» Set task
Please copy the records below, swapping "detection query" for "search term" everywhere it appears and keeping everything else the same. Leave the pictures out of your copy.

» Data extract
BEGIN

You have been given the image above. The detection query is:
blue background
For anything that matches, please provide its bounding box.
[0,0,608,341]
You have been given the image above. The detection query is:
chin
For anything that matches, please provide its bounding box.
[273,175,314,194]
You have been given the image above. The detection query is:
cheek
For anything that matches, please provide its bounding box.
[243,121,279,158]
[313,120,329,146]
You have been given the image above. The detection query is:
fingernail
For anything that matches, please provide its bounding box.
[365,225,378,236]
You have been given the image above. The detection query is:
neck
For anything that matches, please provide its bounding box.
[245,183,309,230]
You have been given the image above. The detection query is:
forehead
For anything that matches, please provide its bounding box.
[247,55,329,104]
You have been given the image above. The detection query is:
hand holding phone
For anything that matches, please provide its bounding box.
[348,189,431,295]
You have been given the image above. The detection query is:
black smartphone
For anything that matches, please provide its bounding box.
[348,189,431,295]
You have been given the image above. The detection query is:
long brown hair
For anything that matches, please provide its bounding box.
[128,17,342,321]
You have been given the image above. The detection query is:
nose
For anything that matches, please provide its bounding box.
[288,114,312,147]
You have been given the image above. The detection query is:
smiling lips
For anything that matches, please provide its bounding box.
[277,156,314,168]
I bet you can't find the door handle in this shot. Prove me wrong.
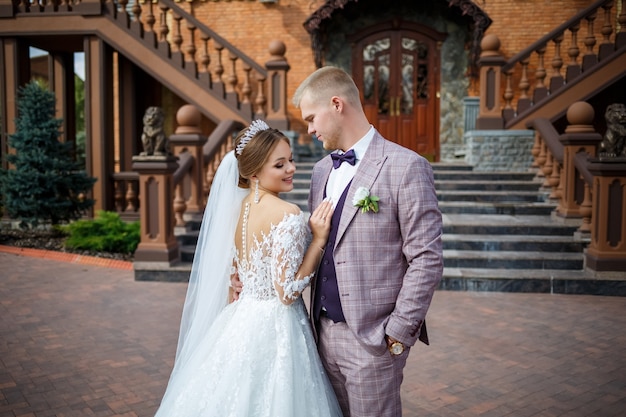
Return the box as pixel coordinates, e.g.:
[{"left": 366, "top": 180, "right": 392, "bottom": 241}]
[{"left": 395, "top": 96, "right": 402, "bottom": 116}]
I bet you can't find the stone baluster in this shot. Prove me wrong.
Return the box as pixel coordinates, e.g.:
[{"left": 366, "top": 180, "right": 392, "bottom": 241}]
[
  {"left": 124, "top": 181, "right": 139, "bottom": 213},
  {"left": 598, "top": 1, "right": 623, "bottom": 61},
  {"left": 550, "top": 33, "right": 565, "bottom": 94},
  {"left": 213, "top": 42, "right": 225, "bottom": 97},
  {"left": 476, "top": 34, "right": 506, "bottom": 130},
  {"left": 133, "top": 155, "right": 180, "bottom": 268},
  {"left": 548, "top": 157, "right": 563, "bottom": 200},
  {"left": 265, "top": 40, "right": 289, "bottom": 130},
  {"left": 158, "top": 3, "right": 171, "bottom": 57},
  {"left": 144, "top": 0, "right": 159, "bottom": 47},
  {"left": 185, "top": 23, "right": 198, "bottom": 78},
  {"left": 565, "top": 22, "right": 580, "bottom": 82},
  {"left": 533, "top": 45, "right": 548, "bottom": 103},
  {"left": 226, "top": 52, "right": 239, "bottom": 107},
  {"left": 169, "top": 104, "right": 207, "bottom": 216},
  {"left": 517, "top": 57, "right": 532, "bottom": 114},
  {"left": 556, "top": 101, "right": 602, "bottom": 219},
  {"left": 585, "top": 158, "right": 626, "bottom": 272},
  {"left": 582, "top": 13, "right": 598, "bottom": 71},
  {"left": 577, "top": 181, "right": 593, "bottom": 234},
  {"left": 541, "top": 151, "right": 554, "bottom": 190},
  {"left": 536, "top": 138, "right": 548, "bottom": 178},
  {"left": 502, "top": 70, "right": 515, "bottom": 122},
  {"left": 615, "top": 0, "right": 626, "bottom": 49},
  {"left": 172, "top": 13, "right": 185, "bottom": 68},
  {"left": 530, "top": 131, "right": 541, "bottom": 168},
  {"left": 131, "top": 0, "right": 143, "bottom": 22}
]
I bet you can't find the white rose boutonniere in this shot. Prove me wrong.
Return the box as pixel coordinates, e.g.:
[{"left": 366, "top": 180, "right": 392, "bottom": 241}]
[{"left": 352, "top": 187, "right": 380, "bottom": 213}]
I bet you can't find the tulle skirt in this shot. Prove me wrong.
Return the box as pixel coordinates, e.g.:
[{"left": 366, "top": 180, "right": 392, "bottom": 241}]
[{"left": 156, "top": 298, "right": 342, "bottom": 417}]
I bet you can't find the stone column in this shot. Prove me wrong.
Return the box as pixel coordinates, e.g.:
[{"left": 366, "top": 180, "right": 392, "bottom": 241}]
[
  {"left": 133, "top": 155, "right": 180, "bottom": 266},
  {"left": 169, "top": 104, "right": 207, "bottom": 214},
  {"left": 556, "top": 101, "right": 602, "bottom": 218},
  {"left": 585, "top": 158, "right": 626, "bottom": 272},
  {"left": 265, "top": 41, "right": 290, "bottom": 130},
  {"left": 476, "top": 35, "right": 506, "bottom": 130}
]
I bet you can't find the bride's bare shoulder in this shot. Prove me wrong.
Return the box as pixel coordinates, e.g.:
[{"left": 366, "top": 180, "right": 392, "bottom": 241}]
[{"left": 268, "top": 197, "right": 301, "bottom": 221}]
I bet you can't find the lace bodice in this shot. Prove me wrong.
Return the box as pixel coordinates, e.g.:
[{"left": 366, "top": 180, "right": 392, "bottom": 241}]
[{"left": 234, "top": 213, "right": 313, "bottom": 300}]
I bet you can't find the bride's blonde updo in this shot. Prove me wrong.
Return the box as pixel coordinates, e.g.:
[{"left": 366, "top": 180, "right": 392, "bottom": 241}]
[{"left": 235, "top": 123, "right": 291, "bottom": 188}]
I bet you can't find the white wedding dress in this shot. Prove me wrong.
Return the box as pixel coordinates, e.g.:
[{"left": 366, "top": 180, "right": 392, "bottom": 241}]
[{"left": 156, "top": 213, "right": 341, "bottom": 417}]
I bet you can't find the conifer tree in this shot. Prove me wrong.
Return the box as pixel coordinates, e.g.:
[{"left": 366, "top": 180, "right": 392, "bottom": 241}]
[{"left": 0, "top": 81, "right": 96, "bottom": 228}]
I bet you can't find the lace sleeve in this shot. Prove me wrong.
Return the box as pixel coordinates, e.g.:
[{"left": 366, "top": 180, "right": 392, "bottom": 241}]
[{"left": 272, "top": 213, "right": 314, "bottom": 301}]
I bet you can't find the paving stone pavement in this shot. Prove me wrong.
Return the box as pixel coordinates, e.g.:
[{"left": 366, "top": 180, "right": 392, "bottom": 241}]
[{"left": 0, "top": 253, "right": 626, "bottom": 417}]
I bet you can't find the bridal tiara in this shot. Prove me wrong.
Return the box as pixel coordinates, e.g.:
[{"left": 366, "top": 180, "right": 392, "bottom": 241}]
[{"left": 235, "top": 119, "right": 270, "bottom": 155}]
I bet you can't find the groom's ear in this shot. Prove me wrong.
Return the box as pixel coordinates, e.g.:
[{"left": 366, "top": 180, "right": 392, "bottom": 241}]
[{"left": 330, "top": 96, "right": 343, "bottom": 112}]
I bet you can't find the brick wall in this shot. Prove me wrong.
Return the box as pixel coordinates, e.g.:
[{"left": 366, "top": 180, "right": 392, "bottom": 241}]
[{"left": 180, "top": 0, "right": 600, "bottom": 128}]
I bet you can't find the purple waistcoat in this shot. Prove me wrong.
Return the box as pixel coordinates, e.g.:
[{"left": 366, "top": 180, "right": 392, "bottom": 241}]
[{"left": 313, "top": 181, "right": 352, "bottom": 323}]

END

» Written response
You have been given the image above. The search term is:
blue background
For anything that matches, please provide its bounding box.
[0,0,608,341]
You have been given the image above. The search term is:
chin
For anything that matches, please provide its bounding box.
[273,175,314,194]
You have been given the image above. The search term is:
cheek
For anything that matches, please provide its bounding box.
[243,121,279,158]
[313,120,329,146]
You have been given the image above. The search term is:
fingernail
For anything that matches, please provide its bounding box.
[365,225,378,236]
You have been given the image above. The search term is:
neck
For anything that matches, please provide its bounding box.
[245,183,309,230]
You have been given the image above. The search term is:
forehead
For anything that matches, please provide its bounding box.
[247,55,329,104]
You have been given the image above. The search term is:
hand holding phone
For anything that matches, please provide its bounding box.
[348,189,431,295]
You have been given the image above. The search term is:
black smartphone
For anything that matches, please provide its bounding box.
[348,189,431,295]
You have been given the image above. The search term is:
long brown hair
For anything that matches, please provide its bounding box.
[128,17,342,321]
You have been given the image above. The search term is:
nose
For anything that matches, please provide its bounding box.
[288,114,312,147]
You have been given the image above. The search term is:
smiling lips
For anything that matches, please provide its bounding box.
[277,156,314,168]
I bet you can't find the door handle in this shot. Prove me wrong.
Return the box as pixel coordinates, e.g.:
[{"left": 366, "top": 180, "right": 392, "bottom": 241}]
[{"left": 395, "top": 96, "right": 402, "bottom": 116}]
I bet you can't find the stone baluster in this shot. Prove me wrong.
Return the box as pixel coordinates, e.g.:
[{"left": 366, "top": 180, "right": 392, "bottom": 241}]
[
  {"left": 124, "top": 181, "right": 139, "bottom": 213},
  {"left": 598, "top": 1, "right": 623, "bottom": 61},
  {"left": 550, "top": 33, "right": 565, "bottom": 94},
  {"left": 213, "top": 42, "right": 225, "bottom": 97},
  {"left": 476, "top": 34, "right": 506, "bottom": 130},
  {"left": 133, "top": 155, "right": 180, "bottom": 268},
  {"left": 548, "top": 157, "right": 563, "bottom": 200},
  {"left": 265, "top": 40, "right": 289, "bottom": 130},
  {"left": 158, "top": 3, "right": 171, "bottom": 57},
  {"left": 144, "top": 0, "right": 159, "bottom": 47},
  {"left": 185, "top": 23, "right": 198, "bottom": 78},
  {"left": 565, "top": 22, "right": 580, "bottom": 82},
  {"left": 533, "top": 45, "right": 548, "bottom": 103},
  {"left": 226, "top": 52, "right": 239, "bottom": 107},
  {"left": 169, "top": 104, "right": 207, "bottom": 216},
  {"left": 517, "top": 57, "right": 532, "bottom": 114},
  {"left": 556, "top": 101, "right": 602, "bottom": 219},
  {"left": 585, "top": 158, "right": 626, "bottom": 272},
  {"left": 582, "top": 13, "right": 598, "bottom": 71},
  {"left": 577, "top": 181, "right": 593, "bottom": 234},
  {"left": 541, "top": 151, "right": 554, "bottom": 190},
  {"left": 536, "top": 138, "right": 548, "bottom": 178},
  {"left": 502, "top": 70, "right": 515, "bottom": 122},
  {"left": 615, "top": 0, "right": 626, "bottom": 49},
  {"left": 172, "top": 13, "right": 185, "bottom": 68},
  {"left": 530, "top": 131, "right": 541, "bottom": 168},
  {"left": 131, "top": 0, "right": 143, "bottom": 22}
]
I bet you can't find the white rose boutonniere in this shot. Prove me wrong.
Return the box as pixel coordinates, e.g.:
[{"left": 366, "top": 180, "right": 392, "bottom": 241}]
[{"left": 352, "top": 187, "right": 380, "bottom": 213}]
I bet you can't find the tulle skirt in this shot. Prove me wrong.
Return the box as pixel coordinates, e.g.:
[{"left": 366, "top": 180, "right": 392, "bottom": 241}]
[{"left": 156, "top": 298, "right": 342, "bottom": 417}]
I bet you can't find the stone column in this shot. Prove me wrong.
Return the box as pixel coordinates, e.g.:
[{"left": 366, "top": 180, "right": 392, "bottom": 241}]
[
  {"left": 133, "top": 155, "right": 180, "bottom": 266},
  {"left": 169, "top": 104, "right": 207, "bottom": 214},
  {"left": 556, "top": 101, "right": 602, "bottom": 218},
  {"left": 585, "top": 158, "right": 626, "bottom": 272},
  {"left": 265, "top": 41, "right": 290, "bottom": 130},
  {"left": 476, "top": 35, "right": 506, "bottom": 130}
]
I bet you can't find the bride's bare shoulder in this shot. Prove me wrong.
Return the box as pixel coordinates, e.g.:
[{"left": 366, "top": 180, "right": 392, "bottom": 241}]
[{"left": 268, "top": 197, "right": 301, "bottom": 221}]
I bet you can't find the lace bodice in this shot. Prove me wrong.
Return the box as pixel coordinates, e.g.:
[{"left": 366, "top": 180, "right": 392, "bottom": 241}]
[{"left": 234, "top": 213, "right": 313, "bottom": 300}]
I bet you can't find the bride's blonde updo in this shot. Prove me wrong.
Return the box as pixel coordinates, e.g.:
[{"left": 366, "top": 180, "right": 392, "bottom": 241}]
[{"left": 235, "top": 123, "right": 291, "bottom": 188}]
I bet you can't find the white wedding dress in this shot. Prove me wrong.
Return the box as pixel coordinates, e.g.:
[{"left": 366, "top": 180, "right": 392, "bottom": 241}]
[{"left": 156, "top": 213, "right": 341, "bottom": 417}]
I bet you can't find the conifer tree in this shot. Prove me wrong.
Return the box as pixel coordinates, e.g.:
[{"left": 366, "top": 180, "right": 392, "bottom": 241}]
[{"left": 0, "top": 81, "right": 96, "bottom": 228}]
I bet you can't find the lace sleeve in this shot. Prove me wrong.
Return the box as pixel coordinates, e.g.:
[{"left": 366, "top": 180, "right": 392, "bottom": 241}]
[{"left": 272, "top": 213, "right": 314, "bottom": 301}]
I bet you can't find the paving stone pavement in this shot. Prove me wrong.
Return the box as pixel coordinates, e.g.:
[{"left": 366, "top": 180, "right": 392, "bottom": 241}]
[{"left": 0, "top": 253, "right": 626, "bottom": 417}]
I bet you can't find the bridal tiara in this shot. Prove me wrong.
Return the box as pixel coordinates, e.g.:
[{"left": 366, "top": 180, "right": 392, "bottom": 241}]
[{"left": 235, "top": 119, "right": 270, "bottom": 155}]
I bet you can't find the groom's ear in this shot. Prove me wrong.
Return the box as pixel coordinates, e.g.:
[{"left": 366, "top": 180, "right": 392, "bottom": 241}]
[{"left": 330, "top": 96, "right": 343, "bottom": 112}]
I bet you can't find the brick wall in this shot. Prove me wrong.
Return the box as pixel coordinates, e.g.:
[{"left": 366, "top": 180, "right": 392, "bottom": 241}]
[{"left": 180, "top": 0, "right": 600, "bottom": 128}]
I bet you can't find the purple waistcoat in this shot. Prove me wrong.
Return the box as pixel coordinates, e.g.:
[{"left": 366, "top": 180, "right": 392, "bottom": 241}]
[{"left": 313, "top": 181, "right": 352, "bottom": 323}]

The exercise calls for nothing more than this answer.